EXCERPTED RECORDS:
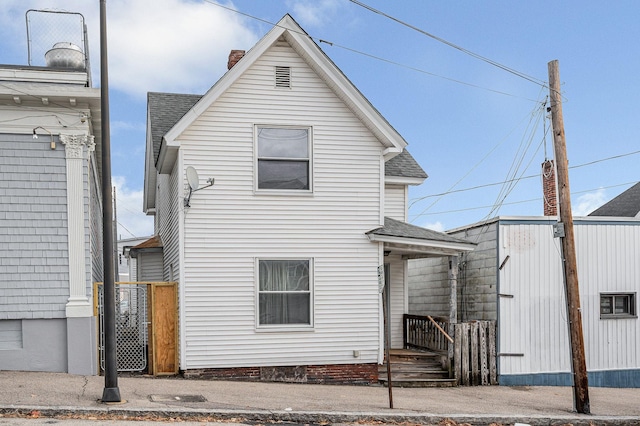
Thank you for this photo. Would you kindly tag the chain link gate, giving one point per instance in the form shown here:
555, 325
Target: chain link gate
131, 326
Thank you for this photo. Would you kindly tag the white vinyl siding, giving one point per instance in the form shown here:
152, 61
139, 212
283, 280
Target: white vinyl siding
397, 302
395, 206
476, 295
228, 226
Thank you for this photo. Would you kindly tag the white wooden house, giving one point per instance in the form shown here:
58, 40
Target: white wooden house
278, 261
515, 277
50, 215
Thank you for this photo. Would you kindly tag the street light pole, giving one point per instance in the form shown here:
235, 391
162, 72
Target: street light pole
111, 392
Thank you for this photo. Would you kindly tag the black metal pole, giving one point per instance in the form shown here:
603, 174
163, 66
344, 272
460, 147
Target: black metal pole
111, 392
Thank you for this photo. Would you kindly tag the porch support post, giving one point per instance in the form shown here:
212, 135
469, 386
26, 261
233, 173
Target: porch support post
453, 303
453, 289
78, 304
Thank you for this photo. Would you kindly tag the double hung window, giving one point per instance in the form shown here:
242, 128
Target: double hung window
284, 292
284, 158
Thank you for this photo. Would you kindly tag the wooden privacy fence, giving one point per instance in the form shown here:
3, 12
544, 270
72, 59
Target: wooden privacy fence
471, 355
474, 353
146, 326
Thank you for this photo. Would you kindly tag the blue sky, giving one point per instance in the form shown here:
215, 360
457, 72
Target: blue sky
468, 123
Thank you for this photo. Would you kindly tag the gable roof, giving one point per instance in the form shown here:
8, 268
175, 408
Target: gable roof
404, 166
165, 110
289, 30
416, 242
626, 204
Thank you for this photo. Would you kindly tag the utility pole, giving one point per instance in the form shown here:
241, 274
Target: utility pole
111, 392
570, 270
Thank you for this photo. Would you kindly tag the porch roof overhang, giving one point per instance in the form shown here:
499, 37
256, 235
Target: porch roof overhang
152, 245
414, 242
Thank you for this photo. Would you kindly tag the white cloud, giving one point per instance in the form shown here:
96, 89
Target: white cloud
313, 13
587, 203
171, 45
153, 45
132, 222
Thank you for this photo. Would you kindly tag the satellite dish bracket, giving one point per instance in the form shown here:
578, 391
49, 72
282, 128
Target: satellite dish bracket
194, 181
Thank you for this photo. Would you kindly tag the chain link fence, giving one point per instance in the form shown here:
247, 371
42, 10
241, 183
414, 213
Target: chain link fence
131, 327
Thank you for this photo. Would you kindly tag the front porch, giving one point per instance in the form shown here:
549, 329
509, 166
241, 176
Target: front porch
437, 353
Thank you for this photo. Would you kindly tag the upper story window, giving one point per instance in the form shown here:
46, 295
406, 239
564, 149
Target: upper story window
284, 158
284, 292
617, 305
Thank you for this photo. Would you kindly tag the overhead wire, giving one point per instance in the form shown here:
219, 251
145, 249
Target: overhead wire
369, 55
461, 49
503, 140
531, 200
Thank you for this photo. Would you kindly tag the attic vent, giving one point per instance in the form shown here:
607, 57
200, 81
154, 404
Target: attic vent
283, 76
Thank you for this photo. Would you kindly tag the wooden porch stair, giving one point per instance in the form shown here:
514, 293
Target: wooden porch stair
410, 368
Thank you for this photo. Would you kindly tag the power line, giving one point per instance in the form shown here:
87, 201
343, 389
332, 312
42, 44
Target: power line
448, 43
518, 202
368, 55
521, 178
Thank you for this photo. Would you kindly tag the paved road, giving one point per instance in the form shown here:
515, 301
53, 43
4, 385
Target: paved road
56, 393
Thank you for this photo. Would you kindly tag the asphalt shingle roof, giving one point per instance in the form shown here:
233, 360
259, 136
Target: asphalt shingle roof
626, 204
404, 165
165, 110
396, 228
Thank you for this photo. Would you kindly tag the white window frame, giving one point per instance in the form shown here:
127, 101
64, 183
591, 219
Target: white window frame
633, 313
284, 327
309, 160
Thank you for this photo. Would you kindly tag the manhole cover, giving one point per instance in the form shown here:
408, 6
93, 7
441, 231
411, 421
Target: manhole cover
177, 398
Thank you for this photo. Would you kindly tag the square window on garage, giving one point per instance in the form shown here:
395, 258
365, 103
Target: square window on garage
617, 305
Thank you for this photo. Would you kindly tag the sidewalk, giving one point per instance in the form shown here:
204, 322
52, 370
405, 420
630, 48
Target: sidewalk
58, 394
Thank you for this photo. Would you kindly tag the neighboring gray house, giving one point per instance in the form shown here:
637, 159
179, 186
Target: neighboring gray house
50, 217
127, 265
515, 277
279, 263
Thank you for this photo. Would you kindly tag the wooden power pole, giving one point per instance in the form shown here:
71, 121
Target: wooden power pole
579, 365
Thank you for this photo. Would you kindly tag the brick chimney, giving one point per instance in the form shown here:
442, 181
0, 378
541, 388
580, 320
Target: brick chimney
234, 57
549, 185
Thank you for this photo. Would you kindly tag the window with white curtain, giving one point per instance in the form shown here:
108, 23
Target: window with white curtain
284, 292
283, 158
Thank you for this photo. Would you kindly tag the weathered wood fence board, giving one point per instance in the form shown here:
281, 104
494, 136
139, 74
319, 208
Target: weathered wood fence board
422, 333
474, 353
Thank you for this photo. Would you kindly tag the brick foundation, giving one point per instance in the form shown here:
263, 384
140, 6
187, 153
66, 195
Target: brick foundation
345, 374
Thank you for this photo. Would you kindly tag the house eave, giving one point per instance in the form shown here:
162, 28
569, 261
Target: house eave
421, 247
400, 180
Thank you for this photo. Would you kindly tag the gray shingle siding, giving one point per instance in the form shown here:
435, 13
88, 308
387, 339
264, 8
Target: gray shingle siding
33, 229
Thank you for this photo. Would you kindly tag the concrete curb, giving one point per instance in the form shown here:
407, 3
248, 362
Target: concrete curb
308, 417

STATED GOAL: Copy every line of the data exactly as written, excluding the pictures.

WORKED ANSWER:
Thank you for this photo. Would you kindly tag the chain link gate, giving one point per instance in the form shown here:
555, 325
Target: chain link gate
131, 326
Thank you for this photo. Would you kindly tag the white vinyl siding, giving one point per instance in the form shown here:
152, 61
139, 212
283, 280
Target: white vinyl siding
397, 302
395, 206
476, 295
228, 226
Thank you for this photo. Would you kindly tag the white wooden house, giving one point per instance in the form shown here:
58, 40
Target: white wooden house
278, 261
515, 277
50, 215
Thank you for this photo. Would you kindly tag the street light pole, giving one point per instance in the form shown here:
235, 391
162, 72
Target: street light pole
111, 392
Thank you for this photo. Would you kindly tag the black metal pole, giving one point per instance in the form shown here:
603, 174
163, 66
344, 272
460, 147
Target: black metal pole
111, 392
Thank you for this photo. Would you kindly tag the porch support post, giving one point per instance in the form shown here:
212, 135
469, 386
26, 261
233, 173
Target: porch support post
453, 303
453, 289
78, 304
Thank you for this photo. Would you kindly tag the double hung window, giving one point per instance in the form shown here:
242, 128
Target: double hung window
284, 292
284, 158
Thank you for this photo. Would you kindly tag the wooden privacy fence, giving one point per instance in the form shown here:
3, 12
544, 270
72, 59
Target: wooden privacy fence
471, 355
474, 353
146, 326
Thank you for this photo. Would you kindly tag the blue sky, giving one point per instance in the form shown here:
215, 360
457, 72
Target: blue sky
468, 123
Thank you for this photo. Would you kindly tag the gable roof, giving one point per instance in the form shown here:
8, 268
175, 408
Target: gable roof
404, 166
165, 110
289, 30
416, 242
626, 204
Thank you for this photo. Would you kindly tag the utility pole, giving one point per instance in the form shown here:
241, 274
Target: utility pole
111, 392
570, 270
Thank you for this photo. Would you kindly tag the porch roof overhang, giving one point per instance in the form shown here:
499, 37
256, 235
Target: porch roof overhang
152, 245
414, 242
Thank you for this photo. Would you kindly tag the white cloud, giving one point per instance in the form shown here:
96, 89
Target: white cloud
313, 13
587, 203
171, 45
153, 45
132, 222
Thank you for this photo. Would you kindly tag the satellite dish bracket, giving one point per instance in the form shown here:
578, 391
49, 72
282, 128
Target: satellite dish bracket
194, 181
Thank you for this photo. Would you kindly tag the chain link fence, giving one point per instance in the form shown here:
247, 371
42, 10
241, 183
414, 213
Target: chain link fence
131, 327
Thank you for this photo. Would you kindly tag the front porch, giving one point per instance in the form shown here:
549, 329
509, 166
241, 176
Target: front porch
437, 353
Thank you for this photo. Would you kindly tag the upper story window, giving one point per instance in the form shown here:
46, 295
406, 239
564, 149
Target: upper story window
284, 158
284, 292
617, 305
Thank you for this photo. Would you kindly tag the overhead wire, giving one point per instance in the form shown here:
219, 251
145, 249
Target: overhead wire
369, 55
461, 49
503, 140
531, 200
Thank you for this photo. Would you kindly tag the attic vent, giving one point per instance in the form shown here:
607, 57
200, 81
154, 404
Target: attic vent
283, 76
Thank you for this photo. Would you kindly tag the wooden porch stair, giving one point per instance in the form shown here:
514, 293
Target: wooden porch stair
410, 368
Thank you for this photo. Would you kindly tag the power line, giving one point per instance in the form shown here:
87, 201
343, 389
332, 312
42, 44
Target: power line
448, 43
518, 202
368, 55
521, 178
Thank you for this photo. Would you kindly tag the paved road, giving one point per instance in the form shown here:
515, 301
53, 43
4, 385
Target: paved road
56, 393
Thank you for this photo. Would you kindly tag the asphalt shingle roof, giving one point per instance in the form shown here:
233, 360
259, 136
Target: asphalt shingle roof
626, 204
404, 165
165, 110
396, 228
Thank you for this photo. Would you kindly tag the white window frame, giving one point per instance in the form shown here:
127, 101
64, 183
591, 219
Target: white window frame
633, 313
284, 327
309, 160
Thank you for this photo. Would you kindly tag the manhole cover, giving one point per instance in the form shown here:
408, 6
93, 7
441, 231
411, 421
Target: manhole cover
177, 398
Thank you for this photo. Would you kindly tag the square window on garage, giving one point per instance in the form shown here:
395, 258
365, 103
Target: square window on garage
617, 305
Thank you for this photo. Would you kindly tag the sidewalk, giving one point per instance in the form shown here:
204, 322
52, 370
405, 420
630, 48
Target: sidewalk
58, 394
Thank you for this photo. Would you kindly tag the neighboring gray house, giving one point per instance in the form shown here:
637, 159
179, 186
Target: neighboring gray house
50, 217
127, 265
515, 277
279, 263
Thank you for this photo. Would you kindly tag the wooden power pole, giving one point per instance in the form shown here:
71, 121
Target: wooden power pole
579, 365
Thank you for this photo. Would you kindly tag the brick chimney, giving one point per instance in the form shown here:
442, 181
0, 378
541, 388
580, 320
Target: brick chimney
234, 57
549, 185
Thank you for this photo. Would you kindly tag the window with white curtain, giving one point per instance in the form shown here:
108, 23
Target: window with white curtain
284, 292
283, 158
Thank you for this photo. Would you kindly tag the weathered wood fence board, giving one point per instance in the form shown here:
281, 104
494, 136
139, 74
319, 208
Target: weathered wood fence board
422, 333
474, 353
Thank you for this photo. Would you kindly tag the brick foundation, giving one point per instance in the form shown here:
263, 384
140, 6
187, 153
66, 195
Target: brick foundation
345, 374
Thank you for this photo. Would you kindly tag the house eave, giving one point per instance in the form shown here:
162, 28
569, 261
Target: house eave
421, 247
400, 180
Thank you for this photo. Would you kindly tag the gray shingle siding, giving one point per instance in the form shown here:
435, 13
88, 308
387, 339
264, 8
Target: gray shingle siding
33, 229
Thank you for this photo. Would you kindly tag the concrete curb, giving one point per instance in the form shown here:
407, 3
248, 362
Target: concrete curb
308, 417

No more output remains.